Regarding the control variables, both research and university show positive and statistically significant coefficients at the 1% level. These results testify how the level of online ICD is influenced by the peculiarities of Research and University HCOs. Such kinds of HCOs put the human resources' knowledge at the core of their value creation processes and are specifically focused on generating innovation and new knowledge through research programmes, developing care and clinical protocols, regular rotation of medical actors in training and clinical supervision sessions conducted by their specialist staff (Vagnoni and Oppi, 2015). Therefore, the IC represents their processes' primary input and output (Vagnoni and Oppi, 2015; Nicolò et al., 2021a). Consequently, our results witness that such HCOs rely on websites to reveal the value of IC resources that escape traditional financial reports and satisfy stakeholders' instances. Also, regression results show that the geographical localisation of HCOs matters for ICD behaviours. In particular, localisation presents a negative and statistically significant coefficient at the 1% level. This pinpoints that HCOs in the North of Italy tend to disclose higher levels of ICD through their websites than those in the South of Italy. This may be justified by the fact that some Northern regions, such as Lombardy, tend to have higher per-capita income and public healthcare expenditure than some Southern regions, such as Calabria (Toth, 2014; Cicchetti and Gasbarrini, 2016; MeF, 2021). Accordingly, they may have higher financial resources to be invested in online communication tools, such as the Internet, to fulfil stakeholders' expectations. Also, they are exposed to higher political and social pressures to justify how their higher expenditures may depend on investments in strategic resources such as IC.

Table 8 proposes an additional analysis to increase the consistency of the findings. An OLS regression model was used to test the hypotheses against the specific category of LHAs.

The assumptions underlying the regression model were tested for multicollinearity [Variance Influence Factor (VIF)]; heteroscedasticity (White test); and normality issues (Lilliefors test). All the VIFs were lower than the critical threshold of 10, thus indicating no multicollinearity drawbacks. White's heteroscedasticity test provided p-values that were not significant, thus eliminating heteroscedasticity problems. Moreover, the test results for the normality of residuals (Lilliefors test) evidenced that the residuals showed normal behaviour.

The regression model is statistically significant (p-value < 0.01) with an adjusted R2 value of 0.23.

In this case, the analysis was restricted to a subsample of 95 Italian LHAs. The main purpose was to test if the factors driving the ICD at a general level also impact the level of ICD of the solely LHAs. So, the dichotomous variables research and university have been excluded from the analysis.

DATA TO EXAMINE:
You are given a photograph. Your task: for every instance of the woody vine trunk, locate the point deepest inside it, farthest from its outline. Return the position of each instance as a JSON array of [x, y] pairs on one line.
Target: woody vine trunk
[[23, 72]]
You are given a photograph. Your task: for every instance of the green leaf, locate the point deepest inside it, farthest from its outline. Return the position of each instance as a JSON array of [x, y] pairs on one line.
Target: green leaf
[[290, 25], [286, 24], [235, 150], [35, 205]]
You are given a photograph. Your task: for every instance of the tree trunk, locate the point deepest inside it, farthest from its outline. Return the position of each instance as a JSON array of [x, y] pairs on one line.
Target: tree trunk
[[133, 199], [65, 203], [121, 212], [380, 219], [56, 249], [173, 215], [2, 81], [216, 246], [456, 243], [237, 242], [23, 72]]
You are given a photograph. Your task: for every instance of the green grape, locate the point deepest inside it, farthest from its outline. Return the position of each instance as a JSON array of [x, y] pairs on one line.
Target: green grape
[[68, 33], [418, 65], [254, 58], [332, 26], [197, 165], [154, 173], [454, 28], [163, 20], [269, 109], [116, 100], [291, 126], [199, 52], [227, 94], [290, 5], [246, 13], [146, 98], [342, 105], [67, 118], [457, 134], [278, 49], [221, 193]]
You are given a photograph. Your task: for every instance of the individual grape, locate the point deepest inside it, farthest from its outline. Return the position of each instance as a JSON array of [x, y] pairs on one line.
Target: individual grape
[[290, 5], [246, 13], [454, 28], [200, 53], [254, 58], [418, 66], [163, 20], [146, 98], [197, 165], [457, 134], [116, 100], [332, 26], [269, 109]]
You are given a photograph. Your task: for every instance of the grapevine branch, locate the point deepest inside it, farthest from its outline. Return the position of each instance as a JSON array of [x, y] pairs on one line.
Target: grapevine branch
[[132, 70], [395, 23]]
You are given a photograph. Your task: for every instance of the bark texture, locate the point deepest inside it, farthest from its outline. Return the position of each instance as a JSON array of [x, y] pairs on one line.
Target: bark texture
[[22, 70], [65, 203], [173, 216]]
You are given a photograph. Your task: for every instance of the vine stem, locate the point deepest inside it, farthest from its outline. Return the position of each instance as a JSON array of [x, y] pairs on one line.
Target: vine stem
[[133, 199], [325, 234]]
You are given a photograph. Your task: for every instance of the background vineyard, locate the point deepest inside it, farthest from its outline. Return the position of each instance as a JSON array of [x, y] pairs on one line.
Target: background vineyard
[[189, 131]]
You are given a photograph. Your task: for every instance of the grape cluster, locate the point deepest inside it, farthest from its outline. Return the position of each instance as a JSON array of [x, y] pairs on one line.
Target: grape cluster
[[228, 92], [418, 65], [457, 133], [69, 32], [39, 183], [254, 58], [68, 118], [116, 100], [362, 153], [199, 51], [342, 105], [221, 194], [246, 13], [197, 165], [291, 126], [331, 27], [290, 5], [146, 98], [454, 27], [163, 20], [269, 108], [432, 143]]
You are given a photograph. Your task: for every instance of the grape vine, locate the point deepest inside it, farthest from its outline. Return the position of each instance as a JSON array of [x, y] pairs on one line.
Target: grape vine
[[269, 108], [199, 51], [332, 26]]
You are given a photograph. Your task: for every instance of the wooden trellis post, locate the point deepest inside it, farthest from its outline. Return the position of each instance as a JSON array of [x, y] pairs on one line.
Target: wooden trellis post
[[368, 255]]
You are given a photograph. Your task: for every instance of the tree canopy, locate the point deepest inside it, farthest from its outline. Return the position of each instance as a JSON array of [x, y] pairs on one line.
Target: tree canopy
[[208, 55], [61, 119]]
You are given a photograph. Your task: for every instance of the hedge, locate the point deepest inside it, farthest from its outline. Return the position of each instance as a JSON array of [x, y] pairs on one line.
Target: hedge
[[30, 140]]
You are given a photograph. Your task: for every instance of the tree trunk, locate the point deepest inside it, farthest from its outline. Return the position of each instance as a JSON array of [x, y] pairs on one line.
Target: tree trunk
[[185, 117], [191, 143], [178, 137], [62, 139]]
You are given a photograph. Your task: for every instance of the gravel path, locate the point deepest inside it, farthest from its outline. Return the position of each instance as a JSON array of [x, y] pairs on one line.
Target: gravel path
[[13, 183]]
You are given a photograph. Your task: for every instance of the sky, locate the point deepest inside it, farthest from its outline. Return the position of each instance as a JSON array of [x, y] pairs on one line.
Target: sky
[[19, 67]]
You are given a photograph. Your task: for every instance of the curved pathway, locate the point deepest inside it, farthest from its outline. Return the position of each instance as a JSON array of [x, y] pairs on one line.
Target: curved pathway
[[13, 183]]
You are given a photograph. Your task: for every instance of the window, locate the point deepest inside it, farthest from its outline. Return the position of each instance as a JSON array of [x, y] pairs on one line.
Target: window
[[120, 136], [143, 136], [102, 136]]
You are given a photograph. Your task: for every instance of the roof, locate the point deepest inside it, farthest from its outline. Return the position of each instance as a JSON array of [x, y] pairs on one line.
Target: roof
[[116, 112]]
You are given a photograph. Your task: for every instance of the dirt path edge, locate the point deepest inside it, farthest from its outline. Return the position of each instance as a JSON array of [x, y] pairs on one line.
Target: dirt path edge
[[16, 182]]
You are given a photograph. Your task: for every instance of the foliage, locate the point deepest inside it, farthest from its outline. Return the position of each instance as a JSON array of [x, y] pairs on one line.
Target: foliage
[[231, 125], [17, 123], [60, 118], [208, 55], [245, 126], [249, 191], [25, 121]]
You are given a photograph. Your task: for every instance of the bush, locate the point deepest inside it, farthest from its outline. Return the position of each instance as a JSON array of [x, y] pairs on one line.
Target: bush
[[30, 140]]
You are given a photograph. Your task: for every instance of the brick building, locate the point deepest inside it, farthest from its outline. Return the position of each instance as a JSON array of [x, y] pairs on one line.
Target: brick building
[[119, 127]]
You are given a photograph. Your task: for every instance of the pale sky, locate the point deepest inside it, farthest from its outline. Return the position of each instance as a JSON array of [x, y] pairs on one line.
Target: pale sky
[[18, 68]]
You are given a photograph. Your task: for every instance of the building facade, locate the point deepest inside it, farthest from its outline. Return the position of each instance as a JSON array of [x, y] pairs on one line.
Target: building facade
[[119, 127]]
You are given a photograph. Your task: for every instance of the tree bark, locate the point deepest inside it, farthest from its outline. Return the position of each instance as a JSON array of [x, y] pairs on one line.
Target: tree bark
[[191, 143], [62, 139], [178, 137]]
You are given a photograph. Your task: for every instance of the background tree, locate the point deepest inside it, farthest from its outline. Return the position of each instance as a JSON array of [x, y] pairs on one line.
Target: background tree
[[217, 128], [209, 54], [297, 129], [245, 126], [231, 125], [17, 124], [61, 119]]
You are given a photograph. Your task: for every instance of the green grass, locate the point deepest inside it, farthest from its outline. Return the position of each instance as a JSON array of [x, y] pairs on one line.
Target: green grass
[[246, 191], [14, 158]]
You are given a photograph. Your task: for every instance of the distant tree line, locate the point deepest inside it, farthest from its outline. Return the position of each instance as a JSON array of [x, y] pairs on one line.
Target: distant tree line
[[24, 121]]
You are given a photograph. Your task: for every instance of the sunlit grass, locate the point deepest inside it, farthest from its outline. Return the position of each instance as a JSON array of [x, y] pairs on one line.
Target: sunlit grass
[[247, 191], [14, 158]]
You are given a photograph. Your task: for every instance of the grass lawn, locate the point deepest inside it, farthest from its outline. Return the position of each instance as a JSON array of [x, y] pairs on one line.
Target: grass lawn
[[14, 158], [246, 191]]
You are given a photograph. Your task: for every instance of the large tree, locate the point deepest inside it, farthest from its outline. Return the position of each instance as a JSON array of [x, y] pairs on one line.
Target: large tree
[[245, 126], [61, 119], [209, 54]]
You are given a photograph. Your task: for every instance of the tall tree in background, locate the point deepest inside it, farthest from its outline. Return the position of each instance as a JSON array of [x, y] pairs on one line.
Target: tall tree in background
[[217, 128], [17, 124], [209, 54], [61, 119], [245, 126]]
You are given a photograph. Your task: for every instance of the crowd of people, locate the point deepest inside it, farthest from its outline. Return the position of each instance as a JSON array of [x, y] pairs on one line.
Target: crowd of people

WORK INSTRUCTIONS:
• A. Rename "Lilliefors test" to "Kolmogorov–Smirnov test" in the intellectual capital disclosure text and write out the part starting at "The assumptions underlying" and ending at "showed normal behaviour.".
• B. Write what comes next in the intellectual capital disclosure text, picking up after its final sentence.
The lines have no connection to the intellectual capital disclosure text.

TASK-BY-TASK ANSWERS:
• A.
The assumptions underlying the regression model were tested for multicollinearity [Variance Influence Factor (VIF)]; heteroscedasticity (White test); and normality issues (Kolmogorov–Smirnov test). All the VIFs were lower than the critical threshold of 10, thus indicating no multicollinearity drawbacks. White's heteroscedasticity test provided p-values that were not significant, thus eliminating heteroscedasticity problems. Moreover, the test results for the normality of residuals (Kolmogorov–Smirnov test) evidenced that the residuals showed normal behaviour.

• B.
The additional analysis overall confirmed the results of the main regression model. Size, indebtedness and localisation are negatively related to ICD. Also, the presence of a female General manager remains a positive driver of online ICD. Nevertheless, contrary to initial expectations, in the restricted domain of LHAs, the presence of a female CHO negatively affects the level of online ICD.

7. Conclusions

The present research addressed the call of Paoloni et al. (2020) for more research investigating ICD practices in the healthcare context by providing several contributions to the existing body of knowledge. In particular, prior ICD research in the public sector mainly focuses on universities and local governments, largely neglecting the healthcare context. So, this study contributes to the body of ICDs research by providing novel insight into an unexplored context such as the HCOs. The research is also significant as it broadens the boundaries of previous research – mainly descriptive or normative in nature – providing new empirical evidence that has not been documented previously. Specifically, we uncovered some relevant antecedents of IC disclosure in the healthcare context, such as size, gender diversity in the top governance positions, financial performance and indebtedness that – despite their relevance – were absent in prior studies.

Therefore, the study makes both theoretical and practical contributions.

First of all, our study supports the stakeholder theory's arguments (Gray et al., 1995; Guthrie et al., 2006), highlighting how the official websites may represent part of the dialogue between HCOs and their stakeholders. Considering the key role played by IC in supporting HCOs to achieve their strategic objectives, reduce costs and improve their overall performance (Pirozzi and Ferulano, 2016; Gravili et al., 2020), it is fundamental to enhance its disclosure to meet stakeholders' information needs. So, in the absence of mandatory requirements for ICD, we provided evidence that Italian public HCOs use websites extensively to fill their accountability duties towards stakeholders and supply the limitations of traditional financial reports that widely neglect the value of IC resources. Our findings also witness that particular attention has been devoted to Structural and Relational Capital.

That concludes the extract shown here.